There is a museum in Hamburg I visited last year which is run by very nice people who seem to live for vintage appliances just like us on AW.
I could imagine they might be helpful on specific questions if you get in touch with them.[this post was last edited: 7/4/2019-15:11]

https://www.electrum-hamburg.de/
 
Electrum Hamburg

Gonna have to make a sunday expedition there since I can get to Hamburg for free on my student ticket.

Fun fact: Many induction cooktops do not have any thermal control besides the usual safety guards and just cycle and&#92or vary power.
On both the IKEA branded probably Whirlpool made and the BSH induction cooktop we had on the lower 2/3 of the power scale they would cycle their lowest power modulation (you can audibly hear the system cycling on and off) while above that the continous power would increase.

On ovens I know that some ovens broilers were not temperature guided, but that was more lower end models.

Also, to this day, many gas ovens over here do not have temperatures per se but settings from 1 through 7 or 8.
And obviously ovens without electric igniter or pilot light could not cycle.

And on the modern side of things I heared rumors that the eco bake settings on new ovens often have a mix of time and temperature based heating.
 
Reply # 8

Is a GE and it has a thermostat.

 

It would be easy to take any electric range and use two infinite switches, one for the broiler element and one for the bake element and control the heat manually, but why brother. 

 

I can't believe that any serious oven in Brazil today does not have a thermostat, it would simply be too dangerous and take way too much attention to cook in.

 

I guess the only good thing about not having a thermostat is every oven would be self-cleaning, LOL

 

John L.
 
Big thanks! Is the thermostat adjustable, fixed or a high limit?

Self cleaning- perhaps- but the idea is that on the highest setting the heating elements would only output enough heat such that it would equal the heat loss at say 450*F. Same for the lower settings.

Down side would be preheating time- which honestly I don't know how to calculate- but would imagine take some time.

The prospect of an oven without a stat if very elegant and beautiful IMO. I want to build one if I had the ability to do so- could tinker around with a range and a variac come time.
 
Chetlaham, Your lack of knowledge about ranges and wiring diagrams is painful. We have explained to you about oven thermostats and gas ovens without thermostats, but you either don't read or don't comprehend and have led this thread on a goose chase. I think you might have been confused by the oven switches for the top and bottom elements that allow a cook to vary the intensity of the heat, but not the temperature, so that if the oven was full of pans of food the pans right under the top element would not be burned because it could be either turned off completely or operated at a minimum input.

_Challenges_
A. In the forum discussion about ovens, what do many gas ovens have instead of temperature markings?
B. Collect each line of the listing below that contains the word "perched".

_Stored data_
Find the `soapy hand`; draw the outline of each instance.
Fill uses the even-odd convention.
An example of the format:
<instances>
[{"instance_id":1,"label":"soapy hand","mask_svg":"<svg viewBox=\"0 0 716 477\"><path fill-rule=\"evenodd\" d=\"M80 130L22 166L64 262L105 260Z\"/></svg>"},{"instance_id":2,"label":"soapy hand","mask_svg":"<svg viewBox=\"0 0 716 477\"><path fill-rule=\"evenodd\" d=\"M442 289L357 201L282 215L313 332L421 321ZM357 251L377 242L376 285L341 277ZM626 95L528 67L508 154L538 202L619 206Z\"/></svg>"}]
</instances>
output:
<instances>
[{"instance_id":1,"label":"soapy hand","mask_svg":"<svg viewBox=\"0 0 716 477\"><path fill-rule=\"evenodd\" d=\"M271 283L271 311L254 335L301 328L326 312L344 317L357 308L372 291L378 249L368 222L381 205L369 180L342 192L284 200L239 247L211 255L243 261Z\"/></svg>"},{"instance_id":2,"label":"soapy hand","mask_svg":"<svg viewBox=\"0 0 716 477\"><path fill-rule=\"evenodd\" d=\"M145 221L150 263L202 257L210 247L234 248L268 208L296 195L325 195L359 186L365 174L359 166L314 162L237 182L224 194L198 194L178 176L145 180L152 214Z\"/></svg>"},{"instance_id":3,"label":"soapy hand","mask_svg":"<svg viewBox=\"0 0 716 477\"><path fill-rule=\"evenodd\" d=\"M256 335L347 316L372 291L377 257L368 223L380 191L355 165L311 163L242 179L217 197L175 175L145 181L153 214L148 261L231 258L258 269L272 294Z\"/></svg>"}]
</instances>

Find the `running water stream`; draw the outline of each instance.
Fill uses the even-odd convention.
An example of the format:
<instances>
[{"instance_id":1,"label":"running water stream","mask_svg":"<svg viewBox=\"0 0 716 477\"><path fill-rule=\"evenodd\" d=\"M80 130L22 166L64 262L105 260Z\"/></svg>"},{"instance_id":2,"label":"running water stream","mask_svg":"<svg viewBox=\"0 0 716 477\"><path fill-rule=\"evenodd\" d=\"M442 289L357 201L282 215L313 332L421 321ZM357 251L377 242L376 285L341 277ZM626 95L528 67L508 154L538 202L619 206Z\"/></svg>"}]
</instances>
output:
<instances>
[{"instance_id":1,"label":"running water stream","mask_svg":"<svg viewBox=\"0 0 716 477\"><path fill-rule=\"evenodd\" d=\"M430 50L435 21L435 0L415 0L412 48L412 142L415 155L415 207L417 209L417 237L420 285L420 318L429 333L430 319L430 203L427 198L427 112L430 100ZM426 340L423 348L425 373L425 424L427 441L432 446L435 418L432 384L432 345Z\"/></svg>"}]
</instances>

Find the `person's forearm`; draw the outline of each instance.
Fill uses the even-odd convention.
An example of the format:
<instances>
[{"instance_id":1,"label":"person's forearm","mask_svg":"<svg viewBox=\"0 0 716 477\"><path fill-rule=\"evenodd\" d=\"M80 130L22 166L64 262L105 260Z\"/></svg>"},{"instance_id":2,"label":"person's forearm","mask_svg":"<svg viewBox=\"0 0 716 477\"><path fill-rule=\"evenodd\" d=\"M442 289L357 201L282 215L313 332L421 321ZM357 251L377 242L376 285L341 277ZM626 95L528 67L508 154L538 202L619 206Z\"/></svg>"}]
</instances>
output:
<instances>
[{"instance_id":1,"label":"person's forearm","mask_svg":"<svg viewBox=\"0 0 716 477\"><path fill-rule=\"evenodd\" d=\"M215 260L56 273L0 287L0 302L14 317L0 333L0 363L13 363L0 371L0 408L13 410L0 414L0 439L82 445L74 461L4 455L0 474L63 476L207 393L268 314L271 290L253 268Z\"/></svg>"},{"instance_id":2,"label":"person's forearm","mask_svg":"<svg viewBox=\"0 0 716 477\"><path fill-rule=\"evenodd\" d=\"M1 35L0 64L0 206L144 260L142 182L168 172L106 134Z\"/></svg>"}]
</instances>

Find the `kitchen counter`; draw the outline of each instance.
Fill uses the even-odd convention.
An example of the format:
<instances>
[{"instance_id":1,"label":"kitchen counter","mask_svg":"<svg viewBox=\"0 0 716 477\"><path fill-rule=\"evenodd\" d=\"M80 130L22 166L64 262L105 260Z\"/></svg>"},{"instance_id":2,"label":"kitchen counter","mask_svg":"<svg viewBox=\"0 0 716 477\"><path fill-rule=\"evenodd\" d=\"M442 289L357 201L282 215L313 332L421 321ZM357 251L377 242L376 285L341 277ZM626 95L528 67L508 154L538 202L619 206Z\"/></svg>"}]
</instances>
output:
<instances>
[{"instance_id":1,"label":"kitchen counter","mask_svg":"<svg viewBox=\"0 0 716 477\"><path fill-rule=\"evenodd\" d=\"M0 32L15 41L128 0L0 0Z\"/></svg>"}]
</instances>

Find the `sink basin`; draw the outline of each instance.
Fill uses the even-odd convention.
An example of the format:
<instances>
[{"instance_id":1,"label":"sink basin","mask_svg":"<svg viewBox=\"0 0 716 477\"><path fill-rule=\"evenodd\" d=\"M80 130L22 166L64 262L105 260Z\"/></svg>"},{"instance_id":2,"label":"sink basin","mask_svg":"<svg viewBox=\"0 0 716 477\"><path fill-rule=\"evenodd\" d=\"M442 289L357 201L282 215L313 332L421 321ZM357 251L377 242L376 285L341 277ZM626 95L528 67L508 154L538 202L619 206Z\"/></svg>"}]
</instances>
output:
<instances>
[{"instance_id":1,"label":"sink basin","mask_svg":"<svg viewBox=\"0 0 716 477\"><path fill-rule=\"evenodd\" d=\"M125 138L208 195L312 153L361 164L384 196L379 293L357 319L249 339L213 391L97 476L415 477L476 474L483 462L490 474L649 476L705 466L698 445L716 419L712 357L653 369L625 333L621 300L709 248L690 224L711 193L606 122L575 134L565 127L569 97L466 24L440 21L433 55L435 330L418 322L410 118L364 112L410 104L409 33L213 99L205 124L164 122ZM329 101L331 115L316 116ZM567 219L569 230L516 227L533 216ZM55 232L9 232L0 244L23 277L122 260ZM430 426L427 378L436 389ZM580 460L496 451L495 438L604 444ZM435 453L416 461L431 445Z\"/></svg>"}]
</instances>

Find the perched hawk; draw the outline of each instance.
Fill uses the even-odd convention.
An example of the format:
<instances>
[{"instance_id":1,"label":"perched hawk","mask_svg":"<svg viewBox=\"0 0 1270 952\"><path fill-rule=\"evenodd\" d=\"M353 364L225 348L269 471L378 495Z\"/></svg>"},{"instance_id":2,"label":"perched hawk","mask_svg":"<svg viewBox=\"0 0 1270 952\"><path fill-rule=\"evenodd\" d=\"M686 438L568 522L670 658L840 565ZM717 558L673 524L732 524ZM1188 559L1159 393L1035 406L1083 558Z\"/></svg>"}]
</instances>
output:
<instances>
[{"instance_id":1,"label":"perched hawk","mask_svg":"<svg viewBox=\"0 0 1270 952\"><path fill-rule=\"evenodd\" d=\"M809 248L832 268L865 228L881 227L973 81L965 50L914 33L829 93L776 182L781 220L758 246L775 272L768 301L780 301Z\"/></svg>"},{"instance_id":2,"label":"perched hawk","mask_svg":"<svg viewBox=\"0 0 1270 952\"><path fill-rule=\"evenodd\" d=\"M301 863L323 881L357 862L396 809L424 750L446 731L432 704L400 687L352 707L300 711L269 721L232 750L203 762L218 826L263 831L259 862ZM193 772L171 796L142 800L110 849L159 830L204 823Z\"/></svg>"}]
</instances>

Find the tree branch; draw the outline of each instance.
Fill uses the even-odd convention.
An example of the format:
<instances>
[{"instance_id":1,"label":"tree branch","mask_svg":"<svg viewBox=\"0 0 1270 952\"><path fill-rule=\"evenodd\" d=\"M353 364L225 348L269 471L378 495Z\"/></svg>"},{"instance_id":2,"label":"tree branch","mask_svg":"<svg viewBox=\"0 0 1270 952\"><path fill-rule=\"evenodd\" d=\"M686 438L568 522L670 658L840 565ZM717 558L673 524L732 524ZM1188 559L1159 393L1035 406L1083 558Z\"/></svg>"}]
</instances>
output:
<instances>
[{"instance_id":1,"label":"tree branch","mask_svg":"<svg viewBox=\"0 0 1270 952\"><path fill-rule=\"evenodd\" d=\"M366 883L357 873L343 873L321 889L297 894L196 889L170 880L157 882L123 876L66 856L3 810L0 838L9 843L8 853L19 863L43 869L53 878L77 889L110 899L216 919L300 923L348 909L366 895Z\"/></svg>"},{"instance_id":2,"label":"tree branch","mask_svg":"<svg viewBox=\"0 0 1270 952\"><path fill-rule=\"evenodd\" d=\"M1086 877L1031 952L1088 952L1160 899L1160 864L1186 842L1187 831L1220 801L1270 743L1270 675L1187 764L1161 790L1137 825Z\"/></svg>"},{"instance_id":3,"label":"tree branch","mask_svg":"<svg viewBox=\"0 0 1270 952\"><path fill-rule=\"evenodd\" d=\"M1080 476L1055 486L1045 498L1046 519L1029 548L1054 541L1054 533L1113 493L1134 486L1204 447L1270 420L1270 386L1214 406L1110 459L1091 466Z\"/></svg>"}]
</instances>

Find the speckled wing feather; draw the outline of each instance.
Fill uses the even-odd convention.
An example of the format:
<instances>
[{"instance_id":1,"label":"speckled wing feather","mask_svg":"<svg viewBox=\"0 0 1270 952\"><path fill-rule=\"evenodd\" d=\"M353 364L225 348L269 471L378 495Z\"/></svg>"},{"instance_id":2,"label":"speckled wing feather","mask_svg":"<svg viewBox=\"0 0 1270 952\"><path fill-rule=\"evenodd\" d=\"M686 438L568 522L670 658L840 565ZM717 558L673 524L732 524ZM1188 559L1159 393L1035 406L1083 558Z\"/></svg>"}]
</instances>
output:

_Outputs by task_
A. Settings from 1 through 7 or 8.

B.
Find the perched hawk; draw the outline of each instance.
[{"instance_id":1,"label":"perched hawk","mask_svg":"<svg viewBox=\"0 0 1270 952\"><path fill-rule=\"evenodd\" d=\"M353 364L225 348L269 471L378 495Z\"/></svg>"},{"instance_id":2,"label":"perched hawk","mask_svg":"<svg viewBox=\"0 0 1270 952\"><path fill-rule=\"evenodd\" d=\"M686 438L568 522L670 658L840 565ZM717 558L673 524L732 524ZM1188 559L1159 393L1035 406L1083 558Z\"/></svg>"}]
[{"instance_id":1,"label":"perched hawk","mask_svg":"<svg viewBox=\"0 0 1270 952\"><path fill-rule=\"evenodd\" d=\"M809 248L832 268L865 228L881 227L973 81L965 50L914 33L829 93L776 182L781 220L758 246L775 272L768 301L780 301Z\"/></svg>"},{"instance_id":2,"label":"perched hawk","mask_svg":"<svg viewBox=\"0 0 1270 952\"><path fill-rule=\"evenodd\" d=\"M301 863L323 881L357 862L396 809L424 750L446 731L432 704L400 687L352 707L300 711L269 721L232 750L203 762L218 826L263 831L259 862ZM193 772L171 796L142 800L110 849L159 830L204 823Z\"/></svg>"}]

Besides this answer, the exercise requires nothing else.